* BEGIN Exercise materials *

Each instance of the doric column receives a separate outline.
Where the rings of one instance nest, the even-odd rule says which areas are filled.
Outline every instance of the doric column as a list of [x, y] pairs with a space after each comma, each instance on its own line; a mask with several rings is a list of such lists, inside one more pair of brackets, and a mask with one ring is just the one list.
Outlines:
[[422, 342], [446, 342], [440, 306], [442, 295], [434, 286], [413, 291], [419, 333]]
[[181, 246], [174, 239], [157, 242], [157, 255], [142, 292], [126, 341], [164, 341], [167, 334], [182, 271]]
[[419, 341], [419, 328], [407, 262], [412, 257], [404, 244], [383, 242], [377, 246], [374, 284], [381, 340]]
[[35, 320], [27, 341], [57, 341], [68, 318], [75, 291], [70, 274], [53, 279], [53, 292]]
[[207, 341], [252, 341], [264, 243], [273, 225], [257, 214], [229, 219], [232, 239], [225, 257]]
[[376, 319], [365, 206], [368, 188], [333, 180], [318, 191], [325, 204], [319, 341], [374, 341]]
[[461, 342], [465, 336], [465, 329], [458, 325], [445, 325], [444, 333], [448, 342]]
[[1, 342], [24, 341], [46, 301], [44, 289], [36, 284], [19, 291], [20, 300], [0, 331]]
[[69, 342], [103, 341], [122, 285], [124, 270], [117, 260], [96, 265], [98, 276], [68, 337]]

* END Exercise materials *

Prompt: Reproduce every line of the entries above without changing anything.

Result of this exercise:
Each instance of the doric column receives a separate outline.
Where the rings of one instance nest, the even-odd rule says which areas are filled.
Outline every instance of the doric column as a list of [x, y] pairs with a space after each comma, each instance on its own line; a mask with several rings is a list of such lists, inside one more pair of brackets, and a mask with one ring is just the one list.
Outlines:
[[422, 342], [446, 342], [440, 306], [442, 295], [434, 286], [413, 291], [419, 333]]
[[181, 246], [174, 239], [157, 242], [157, 255], [142, 292], [126, 341], [164, 341], [167, 334], [182, 271]]
[[419, 341], [419, 328], [407, 262], [412, 257], [404, 244], [383, 242], [377, 246], [374, 284], [381, 340]]
[[35, 320], [27, 341], [57, 341], [68, 318], [75, 291], [70, 274], [53, 279], [53, 292]]
[[207, 341], [252, 341], [264, 243], [273, 225], [257, 214], [229, 219], [232, 239], [225, 257]]
[[376, 319], [365, 206], [368, 188], [333, 180], [318, 191], [325, 204], [319, 341], [374, 341]]
[[461, 342], [465, 336], [465, 329], [458, 325], [445, 325], [444, 333], [448, 342]]
[[1, 342], [24, 341], [46, 301], [44, 289], [36, 284], [19, 291], [20, 300], [0, 331]]
[[69, 342], [103, 341], [122, 285], [124, 270], [117, 260], [96, 265], [98, 276], [68, 337]]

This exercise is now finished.